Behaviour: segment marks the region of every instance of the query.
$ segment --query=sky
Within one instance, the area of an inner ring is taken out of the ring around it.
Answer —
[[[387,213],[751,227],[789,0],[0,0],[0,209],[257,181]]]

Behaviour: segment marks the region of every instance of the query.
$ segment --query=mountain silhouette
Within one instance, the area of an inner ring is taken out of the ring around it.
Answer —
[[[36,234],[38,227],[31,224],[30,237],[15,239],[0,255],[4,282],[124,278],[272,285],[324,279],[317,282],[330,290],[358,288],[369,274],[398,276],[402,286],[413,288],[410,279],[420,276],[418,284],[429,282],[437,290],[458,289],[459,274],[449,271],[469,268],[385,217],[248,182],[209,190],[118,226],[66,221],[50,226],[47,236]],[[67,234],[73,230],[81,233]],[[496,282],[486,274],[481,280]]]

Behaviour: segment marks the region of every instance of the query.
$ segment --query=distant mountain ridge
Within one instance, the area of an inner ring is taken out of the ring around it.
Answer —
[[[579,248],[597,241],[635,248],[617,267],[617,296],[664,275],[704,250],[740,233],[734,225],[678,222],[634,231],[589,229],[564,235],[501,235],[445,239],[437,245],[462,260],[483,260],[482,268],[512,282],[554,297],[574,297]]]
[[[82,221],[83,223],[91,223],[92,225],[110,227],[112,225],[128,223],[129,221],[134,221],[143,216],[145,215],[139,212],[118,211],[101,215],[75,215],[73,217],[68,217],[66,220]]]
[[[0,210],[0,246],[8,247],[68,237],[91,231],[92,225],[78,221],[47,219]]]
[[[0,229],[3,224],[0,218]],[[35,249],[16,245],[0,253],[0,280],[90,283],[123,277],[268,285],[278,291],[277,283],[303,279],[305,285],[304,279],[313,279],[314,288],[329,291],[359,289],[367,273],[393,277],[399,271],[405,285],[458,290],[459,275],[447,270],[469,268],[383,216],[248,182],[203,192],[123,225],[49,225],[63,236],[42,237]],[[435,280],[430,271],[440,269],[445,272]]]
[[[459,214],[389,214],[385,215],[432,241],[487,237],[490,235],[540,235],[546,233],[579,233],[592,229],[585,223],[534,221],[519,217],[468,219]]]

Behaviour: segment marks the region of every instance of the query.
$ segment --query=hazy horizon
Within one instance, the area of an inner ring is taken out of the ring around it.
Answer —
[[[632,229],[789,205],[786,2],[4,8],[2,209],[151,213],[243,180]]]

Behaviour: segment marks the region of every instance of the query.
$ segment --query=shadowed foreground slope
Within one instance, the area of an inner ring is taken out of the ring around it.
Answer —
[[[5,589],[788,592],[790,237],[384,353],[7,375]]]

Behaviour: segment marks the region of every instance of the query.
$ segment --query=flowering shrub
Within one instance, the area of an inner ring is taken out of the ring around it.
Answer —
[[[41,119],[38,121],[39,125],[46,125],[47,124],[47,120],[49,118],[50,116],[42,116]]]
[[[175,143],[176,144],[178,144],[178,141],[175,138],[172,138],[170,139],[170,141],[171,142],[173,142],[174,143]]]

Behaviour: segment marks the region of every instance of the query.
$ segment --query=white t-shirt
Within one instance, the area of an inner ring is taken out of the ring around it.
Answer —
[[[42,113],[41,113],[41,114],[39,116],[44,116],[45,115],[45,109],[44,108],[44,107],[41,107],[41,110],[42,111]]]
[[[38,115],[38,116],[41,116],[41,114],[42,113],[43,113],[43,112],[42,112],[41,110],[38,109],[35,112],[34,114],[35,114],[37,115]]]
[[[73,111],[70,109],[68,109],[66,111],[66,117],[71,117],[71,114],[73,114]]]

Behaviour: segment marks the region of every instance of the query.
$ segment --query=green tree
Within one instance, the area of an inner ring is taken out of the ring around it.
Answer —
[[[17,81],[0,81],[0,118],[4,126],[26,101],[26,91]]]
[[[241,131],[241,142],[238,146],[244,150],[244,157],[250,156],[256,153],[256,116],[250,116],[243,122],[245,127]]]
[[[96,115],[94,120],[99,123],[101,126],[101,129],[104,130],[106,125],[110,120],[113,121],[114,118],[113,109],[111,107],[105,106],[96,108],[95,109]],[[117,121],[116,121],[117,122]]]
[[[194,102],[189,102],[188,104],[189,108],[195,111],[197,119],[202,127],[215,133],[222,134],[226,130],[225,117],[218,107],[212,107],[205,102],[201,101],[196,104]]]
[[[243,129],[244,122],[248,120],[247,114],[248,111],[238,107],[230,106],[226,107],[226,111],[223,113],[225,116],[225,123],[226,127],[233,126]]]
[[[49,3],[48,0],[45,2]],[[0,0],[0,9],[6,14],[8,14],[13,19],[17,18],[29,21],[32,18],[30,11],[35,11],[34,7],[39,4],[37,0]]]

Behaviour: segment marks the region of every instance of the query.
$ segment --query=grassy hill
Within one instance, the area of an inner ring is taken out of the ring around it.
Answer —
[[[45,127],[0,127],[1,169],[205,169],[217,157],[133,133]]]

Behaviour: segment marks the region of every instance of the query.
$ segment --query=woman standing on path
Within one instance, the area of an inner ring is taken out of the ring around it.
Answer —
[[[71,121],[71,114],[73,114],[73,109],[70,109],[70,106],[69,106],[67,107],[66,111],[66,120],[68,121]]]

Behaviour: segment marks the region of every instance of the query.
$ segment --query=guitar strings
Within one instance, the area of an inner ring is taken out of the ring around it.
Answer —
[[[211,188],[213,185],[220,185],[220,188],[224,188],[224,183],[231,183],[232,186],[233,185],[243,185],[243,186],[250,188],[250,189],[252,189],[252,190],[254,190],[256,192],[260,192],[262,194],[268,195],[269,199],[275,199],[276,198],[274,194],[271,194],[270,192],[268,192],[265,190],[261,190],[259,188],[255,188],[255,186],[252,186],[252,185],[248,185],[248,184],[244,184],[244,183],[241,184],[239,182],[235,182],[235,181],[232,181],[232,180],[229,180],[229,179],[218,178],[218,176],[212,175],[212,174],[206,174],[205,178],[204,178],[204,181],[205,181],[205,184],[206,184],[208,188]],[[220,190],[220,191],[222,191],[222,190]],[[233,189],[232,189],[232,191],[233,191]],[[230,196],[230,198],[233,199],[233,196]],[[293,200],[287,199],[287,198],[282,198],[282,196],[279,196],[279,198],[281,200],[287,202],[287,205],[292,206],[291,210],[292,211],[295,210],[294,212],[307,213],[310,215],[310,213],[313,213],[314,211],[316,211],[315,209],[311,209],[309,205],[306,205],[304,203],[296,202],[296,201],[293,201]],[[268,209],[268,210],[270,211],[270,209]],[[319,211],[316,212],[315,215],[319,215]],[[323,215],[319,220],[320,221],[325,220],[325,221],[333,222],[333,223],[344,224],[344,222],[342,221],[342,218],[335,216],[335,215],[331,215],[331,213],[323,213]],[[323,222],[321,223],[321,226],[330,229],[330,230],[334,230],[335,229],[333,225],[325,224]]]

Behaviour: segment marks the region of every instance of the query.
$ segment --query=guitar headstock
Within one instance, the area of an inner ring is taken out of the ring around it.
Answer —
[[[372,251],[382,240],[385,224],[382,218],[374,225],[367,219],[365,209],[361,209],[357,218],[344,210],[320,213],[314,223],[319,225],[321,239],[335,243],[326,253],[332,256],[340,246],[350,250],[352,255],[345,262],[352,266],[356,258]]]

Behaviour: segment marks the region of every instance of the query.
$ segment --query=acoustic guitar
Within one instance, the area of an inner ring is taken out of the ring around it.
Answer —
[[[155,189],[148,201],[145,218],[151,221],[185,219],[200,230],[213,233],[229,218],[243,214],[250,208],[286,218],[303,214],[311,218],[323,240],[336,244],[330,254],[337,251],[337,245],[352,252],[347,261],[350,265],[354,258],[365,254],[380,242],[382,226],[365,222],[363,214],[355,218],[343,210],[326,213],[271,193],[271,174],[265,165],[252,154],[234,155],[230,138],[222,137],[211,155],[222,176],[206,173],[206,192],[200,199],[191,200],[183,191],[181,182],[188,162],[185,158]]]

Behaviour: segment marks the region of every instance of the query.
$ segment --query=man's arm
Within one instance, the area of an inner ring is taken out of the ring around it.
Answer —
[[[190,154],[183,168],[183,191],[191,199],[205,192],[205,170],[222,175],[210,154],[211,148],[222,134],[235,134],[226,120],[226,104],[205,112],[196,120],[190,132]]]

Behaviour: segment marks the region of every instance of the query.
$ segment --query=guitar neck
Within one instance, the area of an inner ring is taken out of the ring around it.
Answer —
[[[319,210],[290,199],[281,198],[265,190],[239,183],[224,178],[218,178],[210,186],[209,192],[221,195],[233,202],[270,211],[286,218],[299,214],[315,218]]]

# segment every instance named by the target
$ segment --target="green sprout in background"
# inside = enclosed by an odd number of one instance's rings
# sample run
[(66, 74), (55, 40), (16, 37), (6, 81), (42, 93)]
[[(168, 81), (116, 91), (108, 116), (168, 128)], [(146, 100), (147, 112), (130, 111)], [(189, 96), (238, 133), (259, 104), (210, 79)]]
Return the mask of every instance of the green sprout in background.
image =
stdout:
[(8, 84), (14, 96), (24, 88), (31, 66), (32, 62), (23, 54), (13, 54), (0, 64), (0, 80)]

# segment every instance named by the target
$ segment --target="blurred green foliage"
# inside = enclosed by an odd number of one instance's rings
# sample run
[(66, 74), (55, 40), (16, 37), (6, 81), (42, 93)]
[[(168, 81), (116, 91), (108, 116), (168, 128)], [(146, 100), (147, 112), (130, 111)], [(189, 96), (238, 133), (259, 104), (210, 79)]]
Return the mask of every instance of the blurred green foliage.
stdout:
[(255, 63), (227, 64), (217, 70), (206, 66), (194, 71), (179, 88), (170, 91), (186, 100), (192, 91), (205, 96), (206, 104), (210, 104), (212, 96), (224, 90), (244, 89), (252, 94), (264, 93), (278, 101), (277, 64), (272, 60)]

■ What you are asked to do: Return everything from the start of the listing down to the line containing "[[[387,213],[751,227],[789,0],[0,0],[0,209],[257,181]]]", both ends included, with the lines unchanged.

■ Final result:
Behaviour: segment marks the region of every instance of the query.
$ segment --query=sky
Within one instance, the area of an inner ring is taken out of the ring around it.
Answer —
[[[387,213],[751,227],[789,0],[0,0],[0,209],[257,181]]]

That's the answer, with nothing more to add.